* _What this exercise asks_:
a. Copy the part of the article on Canada's Supreme Court fertility ruling that opens with the words containing "Our friends to" and closes with "harm, critics say.".
b. Write the next few paragraphs of the article on Canada's Supreme Court fertility ruling, picking up right after its last sentence.

*** Opening Document section ***

Canadian Supreme Court Ruling Creates Legal Chaos In the Field of Assisted Reproduction

Our friends to the North are responding to a very divided Supreme Court ruling that has put the entire field of assisted reproduction in Canada in turmoil:

A Supreme Court ruling placing much of Canada’s burgeoning fertility industry under provincial control leaves an enormous gap in the regulation of artificial procreation and exposes women who use the technologies and the children born from them to potential harm, critics say.

A sharply divided court struck down key federal powers to regulate assisted human reproduction Wednesday, concluding that several parts of a new law fall under provincial jurisdiction over health care.

The ruling effectively stops a federal move toward national standards and guts Assisted Human Reproduction Canada — an embattled federal agency that was struck four years ago to monitor how assisted procreation is carried out at more than two dozen fertility clinics across the country.

The decision left in place key and controversial prohibitions against paying for sperm or egg donors or surrogacy services — outlawed activities that some say are driving infertile Canadians to the black market or abroad for fertility services that would carry fines of up to $500,000 and 10 years in jail at home.

The judges also said that the federal government retains control over deciding how donors can be compensated for their expenses.

The court majority concluded, however, that much of the oversight of the fertility industry is up to the provinces, rather than the federal government, including control of clinics and research governing the use and care of human embryos, eggs and sperm. For instance, it will be up to each province to decide how many embryos can be transferred to a prospective mother.

There was room in the federal law to restrict the number of embryos transplanted during each cycle of IVF, or in vitro fertilization, where eggs are extracted from a woman, mixed with her partner’s sperm and the resulting embryos transferred into her uterus.

*** Closing Document section ***
*** Opening Given information ***

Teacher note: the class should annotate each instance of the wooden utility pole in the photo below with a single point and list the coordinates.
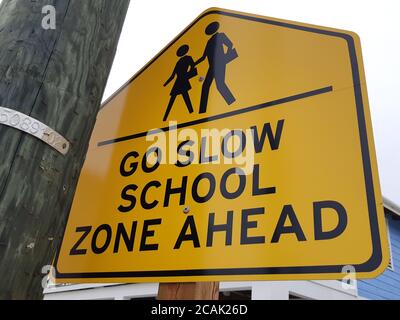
(58, 77)
(189, 291)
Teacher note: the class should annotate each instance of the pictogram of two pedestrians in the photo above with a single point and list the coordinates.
(185, 69)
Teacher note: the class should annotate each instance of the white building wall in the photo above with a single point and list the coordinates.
(260, 290)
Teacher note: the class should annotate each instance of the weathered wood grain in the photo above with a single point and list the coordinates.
(57, 76)
(189, 291)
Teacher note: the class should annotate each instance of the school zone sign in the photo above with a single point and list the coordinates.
(232, 157)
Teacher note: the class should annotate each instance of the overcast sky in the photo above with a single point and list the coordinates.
(151, 24)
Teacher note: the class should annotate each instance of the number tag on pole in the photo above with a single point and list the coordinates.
(35, 128)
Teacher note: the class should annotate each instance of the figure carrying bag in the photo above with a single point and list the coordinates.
(231, 55)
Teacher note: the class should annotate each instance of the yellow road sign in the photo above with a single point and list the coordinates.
(243, 150)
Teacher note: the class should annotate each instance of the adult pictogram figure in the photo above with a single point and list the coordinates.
(217, 60)
(183, 71)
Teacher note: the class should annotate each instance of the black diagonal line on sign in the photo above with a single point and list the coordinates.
(221, 116)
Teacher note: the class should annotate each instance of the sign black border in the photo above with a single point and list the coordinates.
(370, 265)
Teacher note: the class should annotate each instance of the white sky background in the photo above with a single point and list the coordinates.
(152, 24)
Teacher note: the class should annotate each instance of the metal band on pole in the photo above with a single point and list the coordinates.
(34, 127)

*** Closing Given information ***

* _Task results_:
a.
Our friends to the North are responding to a very divided Supreme Court ruling that has put the entire field of assisted reproduction in Canada in turmoil:

A Supreme Court ruling placing much of Canada’s burgeoning fertility industry under provincial control leaves an enormous gap in the regulation of artificial procreation and exposes women who use the technologies and the children born from them to potential harm, critics say.

b.
“That no longer exists; the federal government would no longer have the constitutional authority to enact that type of regulation that would protect the health of women who are using the technologies and the children who result,” said Vanessa Gruben, an assistant professor in the University of Ottawa’s faculty of law.

Babies born in multiple deliveries are born earlier and smaller than single-birth babies, they’re less likely to survive their first year of life and are far more likely to suffer long-term disability when they do survive. Risks to women include pre-eclampsia, or high blood pressure, anemia, gestational diabetes and premature labour.

Although clinics are moving toward more single-embryo transfers, doctors have routinely transferred three or more embryos in order to increase the odds that at least one would implant and a baby would result. That has led to a surge in multiple births in Canada.

“Although a male partner may be involved, when we talk about reproductive technologies, it’s the women who are taking the drugs, it’s the women who are having the embryos transferred into them and it’s really the women who are bearing the brunt of the technology,” said Gruben, who specializes in human reproduction and health law.

The absence of federal standards for clinics will lead to a patchwork approach across the country, she says.

“Many provinces haven’t said very much at all about the regulation of reproductive technologies. It’s quite possible that there will be a regulatory void in a number of provinces.”

As a result of this ruling, the involuntarily childless get victimized yet again.